(Dataset excerpt)
——

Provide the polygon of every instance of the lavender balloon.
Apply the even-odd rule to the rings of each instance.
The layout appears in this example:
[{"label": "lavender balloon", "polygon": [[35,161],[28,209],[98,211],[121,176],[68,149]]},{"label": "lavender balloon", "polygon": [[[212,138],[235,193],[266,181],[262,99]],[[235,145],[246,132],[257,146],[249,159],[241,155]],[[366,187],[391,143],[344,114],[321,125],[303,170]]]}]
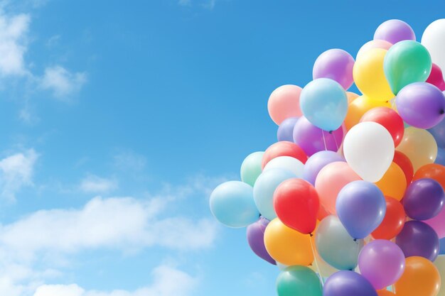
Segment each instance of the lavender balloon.
[{"label": "lavender balloon", "polygon": [[445,96],[429,83],[407,85],[397,94],[395,104],[404,121],[417,128],[431,128],[445,117]]},{"label": "lavender balloon", "polygon": [[429,178],[413,181],[403,197],[407,215],[415,220],[427,220],[437,216],[444,202],[445,193],[442,186]]},{"label": "lavender balloon", "polygon": [[289,117],[282,122],[277,131],[277,138],[279,141],[294,141],[294,126],[298,119],[298,117]]},{"label": "lavender balloon", "polygon": [[317,57],[313,64],[312,77],[330,78],[338,82],[343,89],[348,89],[354,83],[353,68],[354,58],[349,53],[341,49],[331,49],[325,51]]},{"label": "lavender balloon", "polygon": [[340,154],[329,150],[317,152],[304,164],[303,179],[315,186],[315,180],[323,168],[336,161],[346,161]]},{"label": "lavender balloon", "polygon": [[396,236],[395,243],[400,247],[405,258],[424,257],[434,261],[439,255],[439,237],[429,225],[420,221],[409,221]]},{"label": "lavender balloon", "polygon": [[331,275],[323,287],[323,296],[377,296],[371,283],[358,273],[338,271]]},{"label": "lavender balloon", "polygon": [[395,44],[404,40],[416,40],[416,34],[404,21],[389,20],[378,26],[374,33],[374,40],[385,40]]},{"label": "lavender balloon", "polygon": [[247,242],[252,251],[262,259],[271,264],[277,265],[275,261],[269,255],[264,246],[264,231],[269,224],[269,220],[265,218],[259,219],[247,226]]},{"label": "lavender balloon", "polygon": [[331,132],[326,131],[311,124],[304,116],[299,118],[294,128],[294,142],[308,156],[323,150],[337,151],[343,139],[343,126]]}]

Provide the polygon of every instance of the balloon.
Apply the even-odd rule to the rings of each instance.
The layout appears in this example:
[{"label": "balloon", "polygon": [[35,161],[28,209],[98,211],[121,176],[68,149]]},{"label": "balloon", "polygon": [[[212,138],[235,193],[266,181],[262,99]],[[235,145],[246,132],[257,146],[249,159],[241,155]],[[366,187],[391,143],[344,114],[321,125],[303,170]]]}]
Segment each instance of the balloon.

——

▶ _What the exercise asks_:
Reproduce all of the material above word for word, leaving out the pictures.

▶ _Written solution_:
Provide the polygon of every instance of the lavender balloon.
Apply the even-odd rule to the rings of each instance.
The layout appears in this example:
[{"label": "lavender balloon", "polygon": [[35,161],[28,209],[98,211],[121,176],[68,149]]},{"label": "lavender balloon", "polygon": [[[212,138],[235,193],[266,181],[262,99]],[[235,145],[246,132],[257,146],[249,159],[241,155]],[[366,187],[391,143],[344,114],[321,125],[303,170]]]}]
Segment each instance of the lavender balloon.
[{"label": "lavender balloon", "polygon": [[445,96],[429,83],[407,85],[397,94],[395,104],[404,121],[417,128],[431,128],[445,117]]},{"label": "lavender balloon", "polygon": [[429,178],[413,181],[403,197],[407,215],[415,220],[427,220],[437,216],[444,202],[445,193],[442,186]]},{"label": "lavender balloon", "polygon": [[289,117],[282,122],[277,131],[277,138],[279,141],[294,141],[294,126],[298,119],[298,117]]},{"label": "lavender balloon", "polygon": [[317,57],[313,64],[312,77],[330,78],[338,82],[343,89],[348,89],[354,83],[353,68],[354,58],[349,53],[341,49],[331,49],[325,51]]},{"label": "lavender balloon", "polygon": [[340,154],[329,150],[317,152],[304,164],[303,179],[315,186],[315,180],[323,168],[336,161],[346,161]]},{"label": "lavender balloon", "polygon": [[396,236],[395,243],[400,247],[405,258],[424,257],[434,261],[439,255],[439,237],[429,225],[420,221],[409,221]]},{"label": "lavender balloon", "polygon": [[331,275],[323,287],[323,296],[377,296],[371,283],[358,273],[338,271]]},{"label": "lavender balloon", "polygon": [[395,44],[404,40],[416,40],[416,34],[404,21],[389,20],[378,26],[374,33],[374,40],[385,40]]},{"label": "lavender balloon", "polygon": [[247,242],[252,251],[262,259],[271,264],[277,265],[275,261],[269,255],[264,246],[264,231],[269,224],[269,220],[265,218],[259,219],[247,226]]},{"label": "lavender balloon", "polygon": [[331,132],[326,131],[311,124],[304,116],[299,118],[294,128],[294,142],[308,156],[323,150],[337,151],[343,139],[343,126]]}]

Provide the polygon of every instance of the balloon.
Apply the even-odd rule to the rings of each instance.
The layout appears in this example:
[{"label": "balloon", "polygon": [[35,161],[28,209],[98,211],[121,176],[68,149]]},{"label": "balloon", "polygon": [[[212,138],[235,193],[266,181],[262,99]],[[235,145],[246,132],[257,146],[249,159],[241,155]],[[366,187],[391,143],[344,114],[321,125],[303,170]]]}]
Segment each instance of the balloon.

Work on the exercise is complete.